**WHAT YOU ARE ASKED TO DO**
In the article on the stockyard crusade, copy the text from "FOR 15 YEARS" up to and including "with healthy herds.", substituting "steers" for "cattle".
━━━ PROVIDED PASSAGE ━━━
FOR 15 YEARS WAITRESS BECKY SANDSTEDT was blithely unaware of the horrors taking place at the sprawling South St. Paul Stockyard a few miles from her Minneapolis home. The nation’s second largest stockyard, South St. Paul is the last stop before the slaughterhouse for more than a million cattle, calves and pigs each year. Sandstedt, 31, a dedicated animal lover, began taking a special interest in the place in October 1989, after watching a TV special about “downers,” the small number of ailing and diseased animals that end up in stockyards along with healthy herds.
Several weeks later, Sandstedt visited the site and witnessed gut-wrenching scenes: cattle with festering eyes and half-rotted faces, hogs with tumors the size of baseballs, cows frozen to the ground or tethered to chains. Separated from the herds headed to slaughter, these sick, dazed animals were dragged and dumped in pens where they languished until stockyard workers could dispose of them. “My heart broke,” says Sandstedt, who decided to launch a solitary crusade for humane treatment—and quick euthanasia—at the yard. “Downed animals have rights and feelings,” she says. “It’s wrong to abuse them.”
Sandstedt began visiting the open stockyard daily and taking photographs to document the inhumane treatment. “[The workers] didn’t take me seriously at first,” she says. “Later, when they told me not to take pictures or to leave, I threatened to go public with what I had.” In November 1989 she asked for a meeting with the stockyard manager. “I was calm on the outside, but my heart was pounding,” she remembers. The manager assured her that the problem of downed animals was being dealt with. Sandstedt wasn’t convinced; she continued to stop by the yard, enduring occasional catcalls and insults from some workers while persuading others to let her bring hay and water to the sick animals. Through the winter, even on holidays, she says, “when other people were eating animals, I was feeding them.”
━━━ EXCERPTED RECORDS ━━━
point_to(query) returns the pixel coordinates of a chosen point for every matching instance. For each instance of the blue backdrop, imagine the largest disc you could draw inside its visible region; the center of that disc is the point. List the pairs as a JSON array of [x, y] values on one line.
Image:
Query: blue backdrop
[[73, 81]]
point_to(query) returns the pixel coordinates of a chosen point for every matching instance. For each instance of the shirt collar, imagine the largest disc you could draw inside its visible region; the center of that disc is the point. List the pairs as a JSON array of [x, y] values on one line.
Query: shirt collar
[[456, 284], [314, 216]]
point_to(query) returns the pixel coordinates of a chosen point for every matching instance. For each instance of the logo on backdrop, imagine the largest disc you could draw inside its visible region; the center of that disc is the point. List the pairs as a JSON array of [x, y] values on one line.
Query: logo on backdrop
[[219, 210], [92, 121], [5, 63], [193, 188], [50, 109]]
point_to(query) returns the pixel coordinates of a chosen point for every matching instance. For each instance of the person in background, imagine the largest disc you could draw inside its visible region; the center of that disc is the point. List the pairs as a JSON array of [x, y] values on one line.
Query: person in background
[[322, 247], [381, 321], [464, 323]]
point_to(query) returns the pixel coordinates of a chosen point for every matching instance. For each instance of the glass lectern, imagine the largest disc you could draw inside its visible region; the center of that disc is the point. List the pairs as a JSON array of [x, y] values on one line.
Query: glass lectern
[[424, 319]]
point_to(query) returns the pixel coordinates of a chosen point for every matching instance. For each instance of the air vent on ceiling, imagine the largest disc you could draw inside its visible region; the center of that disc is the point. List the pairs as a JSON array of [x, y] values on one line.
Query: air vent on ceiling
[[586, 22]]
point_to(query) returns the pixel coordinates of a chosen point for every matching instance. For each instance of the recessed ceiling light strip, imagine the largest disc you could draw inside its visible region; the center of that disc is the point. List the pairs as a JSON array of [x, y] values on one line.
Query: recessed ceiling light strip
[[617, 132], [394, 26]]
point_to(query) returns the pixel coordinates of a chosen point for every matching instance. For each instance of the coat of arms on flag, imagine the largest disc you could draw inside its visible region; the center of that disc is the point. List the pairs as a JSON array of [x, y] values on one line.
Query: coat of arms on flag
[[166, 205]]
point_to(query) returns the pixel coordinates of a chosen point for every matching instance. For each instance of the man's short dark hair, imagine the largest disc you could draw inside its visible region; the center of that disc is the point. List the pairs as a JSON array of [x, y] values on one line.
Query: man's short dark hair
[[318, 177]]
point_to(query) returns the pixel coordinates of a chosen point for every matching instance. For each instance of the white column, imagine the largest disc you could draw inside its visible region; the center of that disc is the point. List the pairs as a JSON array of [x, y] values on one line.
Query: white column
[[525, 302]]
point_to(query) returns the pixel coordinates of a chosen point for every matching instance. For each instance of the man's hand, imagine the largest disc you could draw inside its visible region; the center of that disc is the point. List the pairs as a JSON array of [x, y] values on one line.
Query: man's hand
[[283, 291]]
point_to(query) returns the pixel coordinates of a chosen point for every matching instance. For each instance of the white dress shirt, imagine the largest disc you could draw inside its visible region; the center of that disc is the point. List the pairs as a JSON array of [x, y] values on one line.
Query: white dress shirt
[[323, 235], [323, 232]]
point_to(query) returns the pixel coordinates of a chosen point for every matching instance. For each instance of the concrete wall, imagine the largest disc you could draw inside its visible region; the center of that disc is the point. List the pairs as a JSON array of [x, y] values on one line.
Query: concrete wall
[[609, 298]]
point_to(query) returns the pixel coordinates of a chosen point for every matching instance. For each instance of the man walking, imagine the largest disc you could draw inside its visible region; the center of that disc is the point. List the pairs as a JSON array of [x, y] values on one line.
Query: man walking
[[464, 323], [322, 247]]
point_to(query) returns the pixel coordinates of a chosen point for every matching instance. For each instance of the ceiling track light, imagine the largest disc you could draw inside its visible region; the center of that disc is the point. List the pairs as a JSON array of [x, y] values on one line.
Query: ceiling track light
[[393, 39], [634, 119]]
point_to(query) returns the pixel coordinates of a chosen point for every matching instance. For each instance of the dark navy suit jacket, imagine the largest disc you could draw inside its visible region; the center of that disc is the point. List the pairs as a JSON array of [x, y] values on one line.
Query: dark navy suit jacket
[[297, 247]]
━━━
━━━ EXCERPTED RECORDS ━━━
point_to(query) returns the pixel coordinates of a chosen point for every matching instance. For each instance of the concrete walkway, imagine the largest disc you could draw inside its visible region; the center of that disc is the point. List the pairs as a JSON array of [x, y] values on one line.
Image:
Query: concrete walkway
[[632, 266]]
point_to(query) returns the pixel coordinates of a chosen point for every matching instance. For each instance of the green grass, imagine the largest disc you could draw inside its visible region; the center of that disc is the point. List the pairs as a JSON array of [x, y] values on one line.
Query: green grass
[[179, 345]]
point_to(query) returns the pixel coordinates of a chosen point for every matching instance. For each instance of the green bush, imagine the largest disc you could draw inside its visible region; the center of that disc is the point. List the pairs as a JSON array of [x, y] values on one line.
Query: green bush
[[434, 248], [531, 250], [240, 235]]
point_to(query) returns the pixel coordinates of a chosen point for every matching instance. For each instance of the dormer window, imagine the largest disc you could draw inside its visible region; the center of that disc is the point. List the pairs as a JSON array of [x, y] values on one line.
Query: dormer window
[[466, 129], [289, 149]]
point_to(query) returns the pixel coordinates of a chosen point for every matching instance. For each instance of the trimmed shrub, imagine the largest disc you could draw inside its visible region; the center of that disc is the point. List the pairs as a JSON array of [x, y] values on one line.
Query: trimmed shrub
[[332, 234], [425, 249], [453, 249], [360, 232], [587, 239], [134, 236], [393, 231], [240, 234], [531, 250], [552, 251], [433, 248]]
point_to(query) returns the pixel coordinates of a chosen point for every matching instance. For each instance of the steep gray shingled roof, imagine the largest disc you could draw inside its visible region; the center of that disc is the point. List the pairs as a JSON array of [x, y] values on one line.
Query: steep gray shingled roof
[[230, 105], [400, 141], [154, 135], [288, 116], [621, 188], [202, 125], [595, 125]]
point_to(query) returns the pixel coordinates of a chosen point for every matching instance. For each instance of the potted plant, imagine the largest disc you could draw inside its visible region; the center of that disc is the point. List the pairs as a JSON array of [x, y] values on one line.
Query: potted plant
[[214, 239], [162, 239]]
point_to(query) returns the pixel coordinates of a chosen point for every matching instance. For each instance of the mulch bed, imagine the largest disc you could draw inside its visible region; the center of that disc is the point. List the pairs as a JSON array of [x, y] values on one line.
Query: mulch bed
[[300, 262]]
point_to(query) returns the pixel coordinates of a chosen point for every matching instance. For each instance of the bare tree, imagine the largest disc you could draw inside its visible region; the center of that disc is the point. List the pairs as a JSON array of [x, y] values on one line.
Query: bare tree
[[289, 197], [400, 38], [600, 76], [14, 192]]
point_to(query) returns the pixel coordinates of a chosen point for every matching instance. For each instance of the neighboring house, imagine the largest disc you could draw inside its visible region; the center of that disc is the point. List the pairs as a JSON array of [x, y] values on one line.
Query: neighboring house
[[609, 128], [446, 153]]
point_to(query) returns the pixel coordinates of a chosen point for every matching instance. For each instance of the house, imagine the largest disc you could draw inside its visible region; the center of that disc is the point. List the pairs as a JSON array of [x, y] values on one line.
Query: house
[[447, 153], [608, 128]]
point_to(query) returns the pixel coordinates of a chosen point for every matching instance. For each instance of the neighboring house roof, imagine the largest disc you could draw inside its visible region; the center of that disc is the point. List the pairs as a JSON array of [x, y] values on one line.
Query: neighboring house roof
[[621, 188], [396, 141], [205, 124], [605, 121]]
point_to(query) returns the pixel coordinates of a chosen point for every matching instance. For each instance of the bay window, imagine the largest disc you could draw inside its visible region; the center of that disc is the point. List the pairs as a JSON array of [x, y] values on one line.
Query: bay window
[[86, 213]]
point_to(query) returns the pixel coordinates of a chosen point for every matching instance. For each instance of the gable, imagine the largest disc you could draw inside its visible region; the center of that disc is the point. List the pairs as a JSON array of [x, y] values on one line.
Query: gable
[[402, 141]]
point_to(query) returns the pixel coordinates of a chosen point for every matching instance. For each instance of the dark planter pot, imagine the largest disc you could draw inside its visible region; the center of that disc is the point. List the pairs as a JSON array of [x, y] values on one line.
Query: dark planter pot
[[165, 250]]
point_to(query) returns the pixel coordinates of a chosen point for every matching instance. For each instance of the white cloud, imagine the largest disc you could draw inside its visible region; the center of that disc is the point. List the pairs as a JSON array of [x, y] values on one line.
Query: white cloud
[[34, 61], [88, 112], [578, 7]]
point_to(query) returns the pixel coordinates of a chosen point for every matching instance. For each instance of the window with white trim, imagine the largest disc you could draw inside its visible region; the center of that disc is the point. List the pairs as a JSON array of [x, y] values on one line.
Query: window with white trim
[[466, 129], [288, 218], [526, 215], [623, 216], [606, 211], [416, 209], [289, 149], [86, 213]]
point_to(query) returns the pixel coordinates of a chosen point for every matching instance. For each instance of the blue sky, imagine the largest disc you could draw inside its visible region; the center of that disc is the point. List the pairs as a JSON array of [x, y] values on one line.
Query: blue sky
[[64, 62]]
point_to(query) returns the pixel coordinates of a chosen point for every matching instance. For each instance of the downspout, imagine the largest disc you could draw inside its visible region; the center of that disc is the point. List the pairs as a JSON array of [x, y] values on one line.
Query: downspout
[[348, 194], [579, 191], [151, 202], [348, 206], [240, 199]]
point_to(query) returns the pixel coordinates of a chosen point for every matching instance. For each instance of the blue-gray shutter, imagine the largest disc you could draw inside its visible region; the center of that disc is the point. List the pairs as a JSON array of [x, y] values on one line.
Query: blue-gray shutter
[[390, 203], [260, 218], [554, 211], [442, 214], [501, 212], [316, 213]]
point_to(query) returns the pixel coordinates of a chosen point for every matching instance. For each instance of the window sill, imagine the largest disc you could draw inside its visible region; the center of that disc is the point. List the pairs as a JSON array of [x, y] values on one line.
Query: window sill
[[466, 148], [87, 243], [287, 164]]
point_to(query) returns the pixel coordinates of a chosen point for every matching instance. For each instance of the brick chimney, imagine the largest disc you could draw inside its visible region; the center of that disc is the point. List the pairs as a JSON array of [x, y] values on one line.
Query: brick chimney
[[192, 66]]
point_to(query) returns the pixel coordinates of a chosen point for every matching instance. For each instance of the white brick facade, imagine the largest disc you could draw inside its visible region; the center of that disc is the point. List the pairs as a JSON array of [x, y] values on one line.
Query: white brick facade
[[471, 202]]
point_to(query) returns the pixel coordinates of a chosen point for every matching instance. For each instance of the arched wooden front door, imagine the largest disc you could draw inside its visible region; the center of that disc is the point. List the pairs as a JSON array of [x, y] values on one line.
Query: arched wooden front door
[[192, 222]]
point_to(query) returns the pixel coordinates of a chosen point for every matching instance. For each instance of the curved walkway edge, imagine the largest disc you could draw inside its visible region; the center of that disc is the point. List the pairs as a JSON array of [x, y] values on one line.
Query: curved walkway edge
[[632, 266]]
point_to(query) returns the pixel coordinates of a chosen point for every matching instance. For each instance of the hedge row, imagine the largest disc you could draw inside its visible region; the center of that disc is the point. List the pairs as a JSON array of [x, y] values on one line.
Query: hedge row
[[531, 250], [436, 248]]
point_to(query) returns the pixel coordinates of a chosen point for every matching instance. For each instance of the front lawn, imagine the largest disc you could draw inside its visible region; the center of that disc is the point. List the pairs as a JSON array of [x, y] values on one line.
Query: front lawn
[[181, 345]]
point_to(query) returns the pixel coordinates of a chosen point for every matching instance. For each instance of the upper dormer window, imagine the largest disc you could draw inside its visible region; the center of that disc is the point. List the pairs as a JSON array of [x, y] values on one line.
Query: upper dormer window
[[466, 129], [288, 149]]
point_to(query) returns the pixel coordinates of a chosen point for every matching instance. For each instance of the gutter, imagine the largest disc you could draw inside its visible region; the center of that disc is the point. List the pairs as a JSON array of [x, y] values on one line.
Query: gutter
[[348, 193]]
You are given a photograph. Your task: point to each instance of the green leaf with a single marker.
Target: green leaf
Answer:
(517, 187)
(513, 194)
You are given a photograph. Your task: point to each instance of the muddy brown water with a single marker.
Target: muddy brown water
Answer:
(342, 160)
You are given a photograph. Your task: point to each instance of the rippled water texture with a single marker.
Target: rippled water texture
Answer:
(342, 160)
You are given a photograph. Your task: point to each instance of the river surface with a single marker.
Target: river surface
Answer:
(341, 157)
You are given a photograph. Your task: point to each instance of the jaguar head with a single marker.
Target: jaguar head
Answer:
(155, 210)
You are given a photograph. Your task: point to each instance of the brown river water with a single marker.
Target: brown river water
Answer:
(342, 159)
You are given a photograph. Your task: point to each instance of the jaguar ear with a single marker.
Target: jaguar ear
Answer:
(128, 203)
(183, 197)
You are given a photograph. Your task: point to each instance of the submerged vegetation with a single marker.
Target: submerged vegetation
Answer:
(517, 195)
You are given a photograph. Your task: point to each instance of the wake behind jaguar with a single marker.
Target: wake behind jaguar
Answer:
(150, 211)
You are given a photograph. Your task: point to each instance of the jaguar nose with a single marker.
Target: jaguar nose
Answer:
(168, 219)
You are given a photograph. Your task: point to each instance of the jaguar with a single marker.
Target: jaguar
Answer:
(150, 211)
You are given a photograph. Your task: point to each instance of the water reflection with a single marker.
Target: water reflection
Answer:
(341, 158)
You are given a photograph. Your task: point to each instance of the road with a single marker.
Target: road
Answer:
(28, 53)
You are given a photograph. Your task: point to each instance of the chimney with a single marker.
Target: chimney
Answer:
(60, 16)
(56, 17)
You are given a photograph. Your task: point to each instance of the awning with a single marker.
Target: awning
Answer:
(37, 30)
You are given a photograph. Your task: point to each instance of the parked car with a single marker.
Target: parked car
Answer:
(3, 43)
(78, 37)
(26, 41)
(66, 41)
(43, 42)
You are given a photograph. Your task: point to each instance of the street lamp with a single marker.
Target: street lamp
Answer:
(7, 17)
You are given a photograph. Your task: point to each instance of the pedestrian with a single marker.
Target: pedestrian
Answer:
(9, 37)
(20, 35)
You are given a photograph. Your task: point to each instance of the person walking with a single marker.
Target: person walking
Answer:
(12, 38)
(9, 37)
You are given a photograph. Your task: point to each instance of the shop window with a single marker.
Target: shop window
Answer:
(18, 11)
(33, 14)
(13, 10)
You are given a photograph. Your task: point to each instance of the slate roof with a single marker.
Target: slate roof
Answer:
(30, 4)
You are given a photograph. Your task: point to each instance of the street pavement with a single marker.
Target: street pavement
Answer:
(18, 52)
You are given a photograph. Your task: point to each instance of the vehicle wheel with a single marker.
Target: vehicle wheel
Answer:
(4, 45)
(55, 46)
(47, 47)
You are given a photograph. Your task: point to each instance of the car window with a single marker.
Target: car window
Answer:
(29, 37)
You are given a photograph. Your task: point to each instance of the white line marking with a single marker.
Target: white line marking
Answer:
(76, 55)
━━━
━━━ EXCERPTED RECORDS ━━━
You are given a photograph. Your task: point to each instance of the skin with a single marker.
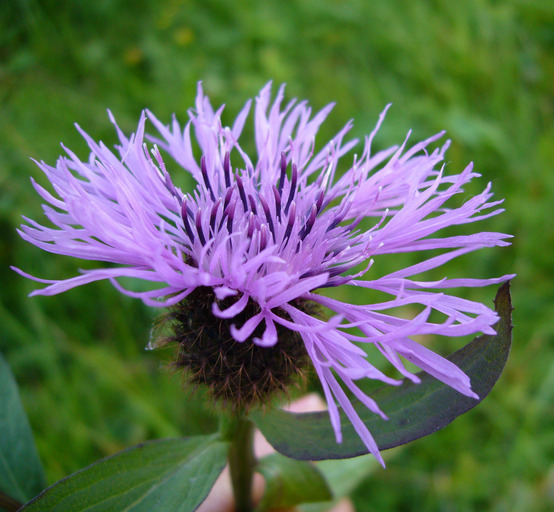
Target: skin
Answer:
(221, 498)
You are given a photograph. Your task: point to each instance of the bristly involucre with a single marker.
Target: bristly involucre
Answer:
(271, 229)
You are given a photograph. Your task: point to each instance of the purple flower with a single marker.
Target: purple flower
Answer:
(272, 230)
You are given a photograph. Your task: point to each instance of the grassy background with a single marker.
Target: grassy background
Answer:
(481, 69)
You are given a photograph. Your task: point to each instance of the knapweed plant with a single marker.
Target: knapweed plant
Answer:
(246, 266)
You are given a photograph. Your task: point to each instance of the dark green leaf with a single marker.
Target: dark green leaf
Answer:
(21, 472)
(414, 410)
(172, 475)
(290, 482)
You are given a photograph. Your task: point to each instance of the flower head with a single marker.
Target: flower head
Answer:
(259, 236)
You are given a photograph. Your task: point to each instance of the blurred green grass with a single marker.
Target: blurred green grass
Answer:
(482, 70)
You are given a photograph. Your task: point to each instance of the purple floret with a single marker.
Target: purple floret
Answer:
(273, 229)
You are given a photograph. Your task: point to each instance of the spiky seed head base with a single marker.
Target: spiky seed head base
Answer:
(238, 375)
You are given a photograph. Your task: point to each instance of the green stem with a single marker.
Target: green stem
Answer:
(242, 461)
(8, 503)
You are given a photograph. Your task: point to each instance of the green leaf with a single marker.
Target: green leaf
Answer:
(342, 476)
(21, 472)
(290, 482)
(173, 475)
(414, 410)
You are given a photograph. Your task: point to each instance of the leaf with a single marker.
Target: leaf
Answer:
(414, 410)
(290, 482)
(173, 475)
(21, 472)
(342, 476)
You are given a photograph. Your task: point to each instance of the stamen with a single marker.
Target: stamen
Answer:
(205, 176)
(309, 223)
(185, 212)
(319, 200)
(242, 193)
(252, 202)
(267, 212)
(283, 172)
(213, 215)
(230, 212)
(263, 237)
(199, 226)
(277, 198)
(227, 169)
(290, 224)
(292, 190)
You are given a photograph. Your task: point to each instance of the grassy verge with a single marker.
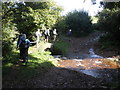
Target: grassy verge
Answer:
━━━
**RESPONSE AREA**
FOR 15 YEARS WAITRESS BECKY SANDSTEDT was blithely unaware of the horrors taking place at the sprawling South St. Paul Stockyard a few miles from her Minneapolis home. The nation’s second largest stockyard, South St. Paul is the last stop before the slaughterhouse for more than a million steers, calves and pigs each year. Sandstedt, 31, a dedicated animal lover, began taking a special interest in the place in October 1989, after watching a TV special about “downers,” the small number of ailing and diseased animals that end up in stockyards along with healthy herds.